____ Selected passage

I think that might be a BMW style thing you know.

When I was on the spanners a few moons ago I, applied for a job at BMW. The first interview stage was a group interview, analyzing how you work in a team and how you interact and how others interact with you. We had to build a tower out of newspaper, do a general knowledge test and, pretend to be a taxi driver driving a vip. The only time there was any mention of experience or cars was when everybody introduced themselves at the beginning. There were 12 people in the interview which included master technicians from volvo, ford, vauxhall, renault, people with 14 years experience. I was the least experienced, least qualified and youngest person there. I got another interview and I got to the final shortlist of 2, but got refused due to my driving licence.

They explained what they were looking for in an employee and basically didnt care two hoots about experience or any of that. It was all about enthusiasm, personality, ability to work in a team and an eagerness to learn, as they send you on 2-3 training courses each year and you have to learn to do things the BMW way.

You may find that is what they are looking for in sales people too.

Good luck with your interview.


----------



## Kriminal (Jan 11, 2007)

What makes you special?.....what makes you unique?.....why should they employ you?

If you can sell yourself, you can surely sell a car :thumb:


----------



## svended (Oct 7, 2011)

Good luck mate. Maybe come and show some of these guys in Carlisle a thing or two on customer service.


----------



## aerodynamic18 (Feb 12, 2011)

the best thing and was told by ppl on this forum is at the end is say is there anything that i said during the interview or in my cv that makes you unhappy to further my progress. Im sure thats what helped me get my new job


----------



## Trip tdi (Sep 3, 2008)

Just go in there, looking smart, eager, professional, build a rapport with the interviewer, end of the day, they have got back to you so there's something in you they like, so make a good impression that you are the one to choose from.

Product knowledge comes in time, but researching the company and model should help you.

Be prepared for one question, if they throw it on the table that is, A customer comes in looking at a BMW 1 series for example, how are you going to approach the customer.

Good luck buddie.


----------



## rotdot (Nov 30, 2008)

I did an interview for Fords as a salesman. It was a group thing all in a board room with role play, In a hot air ballon and its going down into the sea so need to get rid of passengers why should you stay in? Had to then sell yourself to stay in or the others could vote you out.
Next step was to sell the interviewer a pen, you had a choice of three priced at £1, £50, £100 which one are you going to sell him? 
The correct answer was to ask what he was to use it for and what his budget was and sell the one that was most suitable. 
It was all about people skills, listen and be positive! 
Good luck!


----------



## Trip tdi (Sep 3, 2008)

rotdot said:


> I did an interview for Fords as a salesman. It was a group thing all in a board room with role play, In a hot air ballon and its going down into the sea so need to get rid of passengers why should you stay in? Had to then sell yourself to stay in or the others could vote you out.

________
____ Listed entries

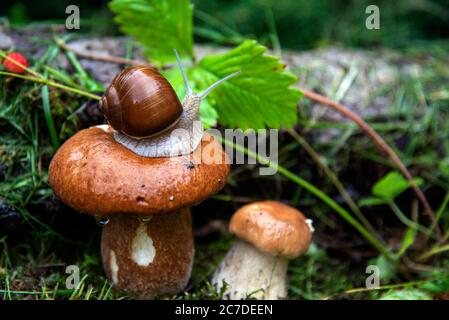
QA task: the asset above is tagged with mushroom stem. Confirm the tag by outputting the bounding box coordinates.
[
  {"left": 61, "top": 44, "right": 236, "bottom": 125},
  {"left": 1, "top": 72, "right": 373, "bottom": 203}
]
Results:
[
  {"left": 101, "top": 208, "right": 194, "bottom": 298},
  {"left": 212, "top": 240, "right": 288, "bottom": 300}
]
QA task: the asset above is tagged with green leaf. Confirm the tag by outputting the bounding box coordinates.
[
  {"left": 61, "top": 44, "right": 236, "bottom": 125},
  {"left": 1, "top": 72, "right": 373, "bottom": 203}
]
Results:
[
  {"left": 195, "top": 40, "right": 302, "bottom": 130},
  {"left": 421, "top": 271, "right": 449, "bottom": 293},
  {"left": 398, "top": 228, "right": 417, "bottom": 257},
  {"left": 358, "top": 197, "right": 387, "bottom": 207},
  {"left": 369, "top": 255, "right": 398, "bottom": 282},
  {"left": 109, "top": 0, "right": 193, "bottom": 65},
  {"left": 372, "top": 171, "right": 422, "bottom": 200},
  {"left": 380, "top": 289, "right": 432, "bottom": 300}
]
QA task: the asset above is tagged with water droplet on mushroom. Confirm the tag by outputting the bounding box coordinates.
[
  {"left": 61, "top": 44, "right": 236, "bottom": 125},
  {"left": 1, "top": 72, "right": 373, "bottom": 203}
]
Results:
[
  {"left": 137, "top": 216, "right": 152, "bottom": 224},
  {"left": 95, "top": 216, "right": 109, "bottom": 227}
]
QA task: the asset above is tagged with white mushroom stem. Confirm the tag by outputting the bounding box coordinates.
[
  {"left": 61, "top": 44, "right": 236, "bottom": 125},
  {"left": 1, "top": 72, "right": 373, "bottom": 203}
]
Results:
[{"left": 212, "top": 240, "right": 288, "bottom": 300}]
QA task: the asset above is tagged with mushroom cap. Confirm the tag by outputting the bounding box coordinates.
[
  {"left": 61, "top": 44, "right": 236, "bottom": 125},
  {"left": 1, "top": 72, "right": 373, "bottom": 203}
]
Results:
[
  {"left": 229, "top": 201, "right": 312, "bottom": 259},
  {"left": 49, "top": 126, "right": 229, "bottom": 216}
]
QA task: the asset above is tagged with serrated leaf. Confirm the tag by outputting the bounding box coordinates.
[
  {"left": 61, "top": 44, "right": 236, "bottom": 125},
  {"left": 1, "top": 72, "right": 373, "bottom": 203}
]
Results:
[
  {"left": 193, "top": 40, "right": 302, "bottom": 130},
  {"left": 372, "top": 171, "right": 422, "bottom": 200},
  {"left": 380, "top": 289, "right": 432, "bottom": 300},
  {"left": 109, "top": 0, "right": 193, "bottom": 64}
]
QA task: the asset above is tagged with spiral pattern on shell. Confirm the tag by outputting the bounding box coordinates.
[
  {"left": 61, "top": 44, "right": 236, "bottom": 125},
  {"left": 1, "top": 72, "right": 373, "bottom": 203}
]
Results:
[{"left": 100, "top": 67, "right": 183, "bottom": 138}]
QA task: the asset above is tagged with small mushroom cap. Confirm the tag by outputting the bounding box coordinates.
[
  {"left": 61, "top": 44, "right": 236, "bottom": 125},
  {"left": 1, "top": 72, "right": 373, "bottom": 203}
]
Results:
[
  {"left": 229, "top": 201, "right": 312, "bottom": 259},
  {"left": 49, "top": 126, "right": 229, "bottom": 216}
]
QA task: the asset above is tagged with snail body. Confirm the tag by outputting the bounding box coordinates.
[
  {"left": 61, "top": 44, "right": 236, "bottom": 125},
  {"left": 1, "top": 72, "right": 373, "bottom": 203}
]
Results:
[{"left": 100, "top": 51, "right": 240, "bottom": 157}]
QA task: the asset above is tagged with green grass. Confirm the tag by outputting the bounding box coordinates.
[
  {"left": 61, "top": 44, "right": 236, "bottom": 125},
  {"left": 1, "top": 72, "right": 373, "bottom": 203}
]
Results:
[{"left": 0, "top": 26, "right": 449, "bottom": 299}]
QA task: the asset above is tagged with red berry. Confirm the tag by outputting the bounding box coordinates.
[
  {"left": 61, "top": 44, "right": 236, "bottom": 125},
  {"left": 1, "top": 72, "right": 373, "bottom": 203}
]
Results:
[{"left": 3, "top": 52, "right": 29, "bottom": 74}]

________

▶ Exercises
1. Quote the forum thread on job interviews, copying everything from "## aerodynamic18 (Feb" down to "to choose from.".
2. In the forum thread on job interviews, why was the person who applied for a job at BMW refused after reaching the final shortlist of two?
3. Carry on the forum thread on job interviews from the point where it stops.

▶ Replies
1.
## aerodynamic18 (Feb 12, 2011)

the best thing and was told by ppl on this forum is at the end is say is there anything that i said during the interview or in my cv that makes you unhappy to further my progress. Im sure thats what helped me get my new job


----------



## Trip tdi (Sep 3, 2008)

Just go in there, looking smart, eager, professional, build a rapport with the interviewer, end of the day, they have got back to you so there's something in you they like, so make a good impression that you are the one to choose from.

2. The refusal was due to the applicant's driving licence.

3.
> Next step was to sell the interviewer a pen, you had a choice of three priced at £1, £50, £100 which one are you going to sell him?
> The correct answer was to ask what he was to use it for and what his budget was and sell the one that was most suitable.
> It was all about people skills, listen and be positive!
> Good luck!


Sorry to ask this direct to yourself, did you get the job then, this seems a quite a intensive interview, was it SMC by any chance, that's how they deal.


----------



## greenwagon (Dec 31, 2008)

I think I know the sales manager he used to work next door to me 25 years ago and he worked hard to get to where he was 

I've been a salesman /sales manager for 30 years and it's the easiest job in the world if your passionate and love your products 
Firm handshake and plenty of eye contact will help if your west Cumbrian that's in your favour too 
Orite marrow"
I've done many mystery shops on car salesman before and they are soo poor compared to the ones I've trained over the years 

They creep up to you 
Are you mangeing ok 

No I'm just looking 
They haven't a clue what to say next 

I used to have a camera at the door and see their car as they come in 

That's a nice car sir outside ,lovely colour ,looks the part ,bet it goes fast !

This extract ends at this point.